• Objetivo do exercício
Com base no excerto sobre a peça Anjo, indique o motivo pelo qual o pai de Rehana fica para trás quando ela foge de Kobane com a mãe. Responda numa só frase.

• Excerto
┌────────
“Eu sou a Rehana. O Anjo. Da aldeia de Tall Ghazal, uns trinta quilómetros a sul de Kobane…” Anjo é um monólogo centrado na personagem real (quase mítica, símbolo da resistência aos avanços do Daesh, cuja verdadeira identidade e paradeiro são desconhecidos) Rehana, conhecida como o “Anjo de Kobane”, “que conta a sua história autobiográfica directamente ao público, através da ‘quarta parede’”, como reza a didascália.
Natural desta pequena vila de maioria curda no norte da Síria, sonha ser advogada “como o William Shatner em Boston Legal“, mas o pai, agricultor e habituado a lutar pela sobrevivência no seu palmo de terra, (“Passou seis meses a lutar nas montanhas; e trinta anos a gabar-se disso.”) quer treiná-la para a vida que sabe esperá-la. A escola só depois do treino de tiro com a sua velha espingarda Dragunov. Entra na faculdade de Direito, mas o Daesh invade Kobane, forçando a fuga apressada com a mãe. Começava o infame “Cerco de Kobane”, com milhares de refugiados em fuga para a Turquia. O pai fica para trás “para lutar (…) Pelas árvores da família; as tuas árvores.” Recusa-se a atravessar a fronteira e parte em busca do pai.
└────────
• Itens extraídos
┌────────
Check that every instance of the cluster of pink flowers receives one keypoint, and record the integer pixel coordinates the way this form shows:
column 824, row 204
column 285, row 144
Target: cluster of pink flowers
└────────
┌────────
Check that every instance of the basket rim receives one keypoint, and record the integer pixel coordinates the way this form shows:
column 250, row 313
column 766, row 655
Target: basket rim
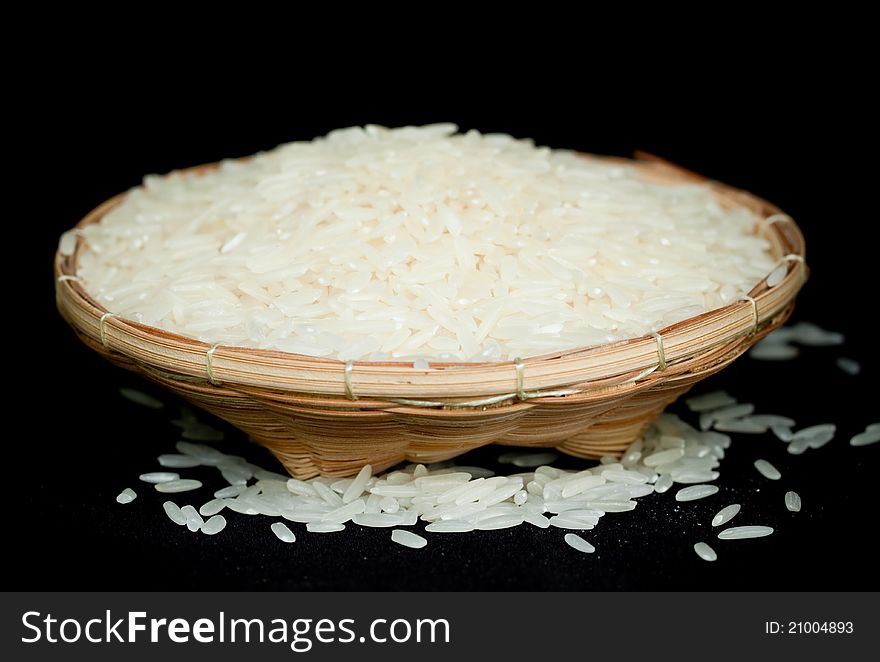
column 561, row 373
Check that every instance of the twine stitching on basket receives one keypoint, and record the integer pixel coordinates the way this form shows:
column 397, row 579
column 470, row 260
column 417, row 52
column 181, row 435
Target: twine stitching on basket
└────────
┌────────
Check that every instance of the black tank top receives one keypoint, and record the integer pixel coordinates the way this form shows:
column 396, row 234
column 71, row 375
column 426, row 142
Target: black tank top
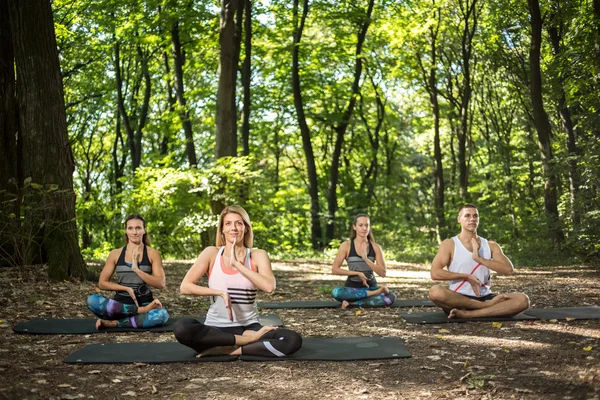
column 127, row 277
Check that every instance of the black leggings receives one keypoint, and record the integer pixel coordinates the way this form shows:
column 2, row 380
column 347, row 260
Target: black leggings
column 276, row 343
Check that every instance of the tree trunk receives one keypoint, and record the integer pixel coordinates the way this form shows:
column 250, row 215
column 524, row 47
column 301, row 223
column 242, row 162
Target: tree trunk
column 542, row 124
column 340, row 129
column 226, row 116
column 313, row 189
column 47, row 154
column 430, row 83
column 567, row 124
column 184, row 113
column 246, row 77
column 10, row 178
└────────
• Resposta à tarefa
O pai fica para trás para lutar pelas árvores da família, que, nas palavras dele, são também as árvores de Rehana.